Selected passage:
- IOC code: VIN
- NOC: Saint Vincent and the Grenadines Olympic Committee
- Website: www.svgnoc.org

in Beijing
- Competitors: 2 in 1 sports
- Flag bearer: Kineke Alexander
- Medals: Gold 0 Silver 0 Bronze 0 Total 0

Summer Olympics appearances (overview)
- 1988; 1992; 1996; 2000; 2004; 2008; 2012; 2016; 2020; 2024;

= Saint Vincent and the Grenadines at the 2008 Summer Olympics =

Saint Vincent and the Grenadines sent a delegation to compete at the 2008 Summer Olympics in Beijing, China. The year's team included two athletes engaged in track and field events (Kineke Alexander and Jared Lewis), and was accompanied by the team coach, manager, and chaperone. Saint Vincent and the Grenadines' appearance in Beijing marked its sixth consecutive Olympic appearance since its 1988 debut in Seoul, South Korea, and its smallest delegation to date. Alexander bore the flag of Saint Vincent and the Grenadines in the opening ceremony and neither athlete medaled in their events or advanced to later rounds.

Record list:
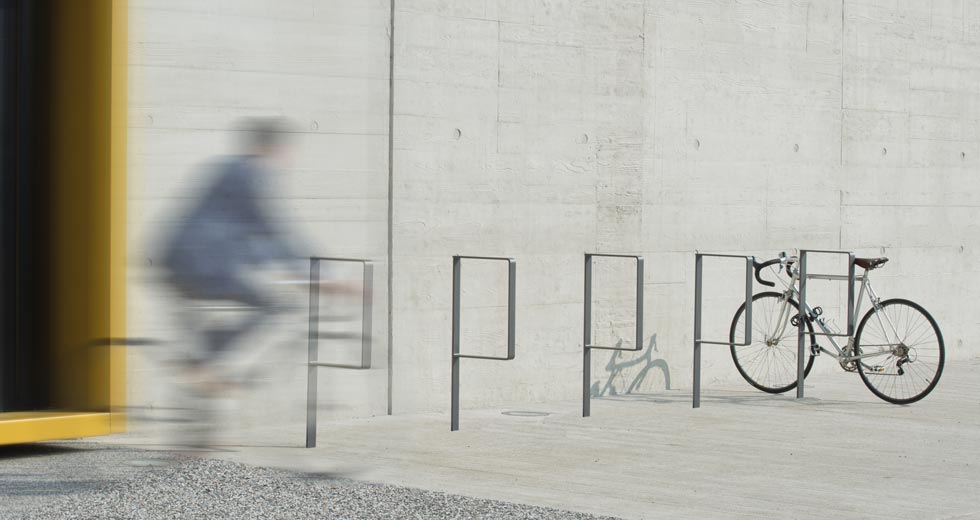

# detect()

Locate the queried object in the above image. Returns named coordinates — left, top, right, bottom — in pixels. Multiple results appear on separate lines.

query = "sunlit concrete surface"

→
left=94, top=358, right=980, bottom=519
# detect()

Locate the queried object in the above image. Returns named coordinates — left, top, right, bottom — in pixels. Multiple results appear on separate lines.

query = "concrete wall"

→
left=130, top=0, right=980, bottom=426
left=392, top=0, right=980, bottom=411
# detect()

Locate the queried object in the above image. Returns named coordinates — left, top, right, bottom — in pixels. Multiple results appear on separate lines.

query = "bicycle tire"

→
left=854, top=298, right=946, bottom=404
left=728, top=291, right=817, bottom=394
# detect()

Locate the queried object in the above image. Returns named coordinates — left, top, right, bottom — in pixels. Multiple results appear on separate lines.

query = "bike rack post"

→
left=582, top=253, right=643, bottom=417
left=306, top=256, right=374, bottom=448
left=449, top=255, right=517, bottom=431
left=796, top=249, right=857, bottom=399
left=692, top=253, right=755, bottom=408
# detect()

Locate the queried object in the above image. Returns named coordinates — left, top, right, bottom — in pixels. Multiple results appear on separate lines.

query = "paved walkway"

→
left=86, top=359, right=980, bottom=519
left=155, top=360, right=980, bottom=519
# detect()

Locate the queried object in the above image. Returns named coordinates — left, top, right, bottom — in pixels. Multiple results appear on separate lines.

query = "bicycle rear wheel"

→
left=728, top=292, right=817, bottom=394
left=854, top=299, right=946, bottom=404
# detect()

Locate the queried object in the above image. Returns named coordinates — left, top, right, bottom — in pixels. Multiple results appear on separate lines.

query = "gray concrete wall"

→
left=392, top=0, right=980, bottom=411
left=124, top=0, right=980, bottom=426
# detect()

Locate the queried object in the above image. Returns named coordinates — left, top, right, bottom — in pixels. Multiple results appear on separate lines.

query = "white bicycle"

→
left=729, top=253, right=945, bottom=404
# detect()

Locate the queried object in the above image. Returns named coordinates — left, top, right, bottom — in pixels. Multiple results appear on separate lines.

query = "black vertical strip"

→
left=0, top=0, right=18, bottom=412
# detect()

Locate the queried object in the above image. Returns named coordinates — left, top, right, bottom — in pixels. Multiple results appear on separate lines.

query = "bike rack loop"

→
left=796, top=249, right=857, bottom=399
left=582, top=253, right=643, bottom=417
left=692, top=253, right=755, bottom=408
left=306, top=256, right=374, bottom=448
left=449, top=255, right=517, bottom=431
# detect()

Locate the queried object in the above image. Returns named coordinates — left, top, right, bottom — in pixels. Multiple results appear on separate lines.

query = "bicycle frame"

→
left=766, top=266, right=900, bottom=365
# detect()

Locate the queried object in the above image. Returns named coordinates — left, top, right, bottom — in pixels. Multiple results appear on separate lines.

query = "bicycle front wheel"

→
left=728, top=292, right=817, bottom=394
left=854, top=299, right=946, bottom=404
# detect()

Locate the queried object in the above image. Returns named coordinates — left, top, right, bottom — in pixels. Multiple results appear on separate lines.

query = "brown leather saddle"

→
left=854, top=256, right=888, bottom=271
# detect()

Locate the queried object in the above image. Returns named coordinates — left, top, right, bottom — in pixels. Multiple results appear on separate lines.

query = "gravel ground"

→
left=0, top=444, right=620, bottom=519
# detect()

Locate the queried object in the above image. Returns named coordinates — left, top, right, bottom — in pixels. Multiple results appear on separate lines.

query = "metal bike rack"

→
left=796, top=249, right=857, bottom=399
left=306, top=256, right=374, bottom=448
left=692, top=253, right=755, bottom=408
left=449, top=255, right=517, bottom=431
left=582, top=253, right=643, bottom=417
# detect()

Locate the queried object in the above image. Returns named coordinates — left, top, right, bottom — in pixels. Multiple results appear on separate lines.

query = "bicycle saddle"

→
left=854, top=256, right=888, bottom=271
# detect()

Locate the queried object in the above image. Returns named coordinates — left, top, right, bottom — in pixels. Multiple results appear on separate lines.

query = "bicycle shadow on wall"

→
left=590, top=334, right=670, bottom=398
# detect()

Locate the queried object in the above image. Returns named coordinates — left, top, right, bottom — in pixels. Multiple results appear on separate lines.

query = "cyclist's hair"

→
left=238, top=116, right=292, bottom=151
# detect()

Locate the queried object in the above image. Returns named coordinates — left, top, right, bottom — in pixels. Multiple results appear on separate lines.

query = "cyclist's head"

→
left=239, top=117, right=293, bottom=162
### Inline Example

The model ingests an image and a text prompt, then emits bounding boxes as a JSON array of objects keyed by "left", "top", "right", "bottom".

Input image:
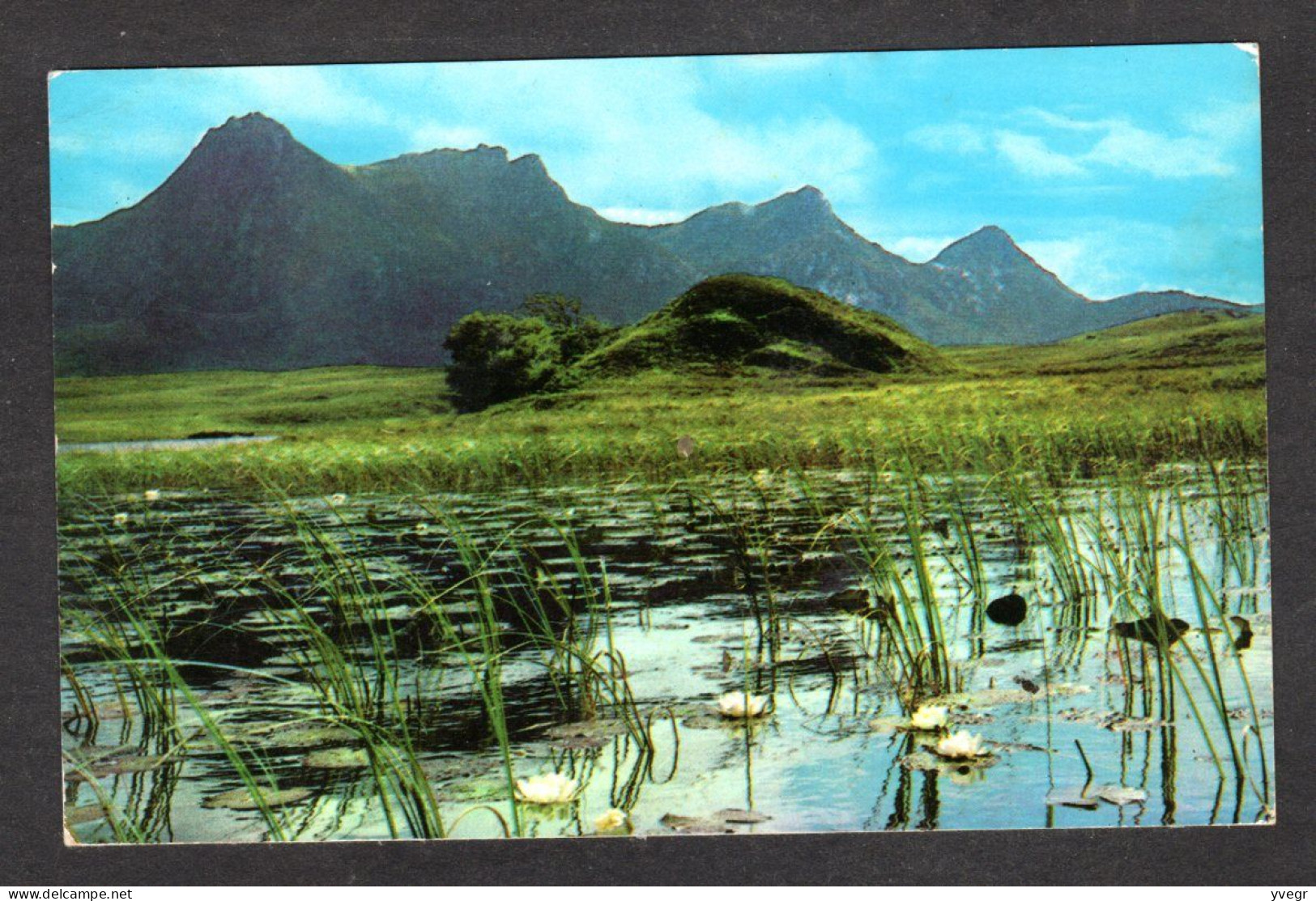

Work to complete:
1. Translate this sentence from the article on Saint Vincent and the Grenadines at the 2008 Summer Olympics into Spanish: "Saint Vincent and the Grenadines sent a delegation to compete at the 2008 Summer Olympics in Beijing, China."
2. Reproduce the Olympics article verbatim, everything from "Summer Olympics appearances" down to "to later rounds.".

Results by task:
1. San Vicente y las Granadinas envió una delegación para competir en los Juegos Olímpicos de Verano de 2008 en Pekín, China.

2.
Summer Olympics appearances (overview)
- 1988; 1992; 1996; 2000; 2004; 2008; 2012; 2016; 2020; 2024;

= Saint Vincent and the Grenadines at the 2008 Summer Olympics =

Saint Vincent and the Grenadines sent a delegation to compete at the 2008 Summer Olympics in Beijing, China. The year's team included two athletes engaged in track and field events (Kineke Alexander and Jared Lewis), and was accompanied by the team coach, manager, and chaperone. Saint Vincent and the Grenadines' appearance in Beijing marked its sixth consecutive Olympic appearance since its 1988 debut in Seoul, South Korea, and its smallest delegation to date. Alexander bore the flag of Saint Vincent and the Grenadines in the opening ceremony and neither athlete medaled in their events or advanced to later rounds.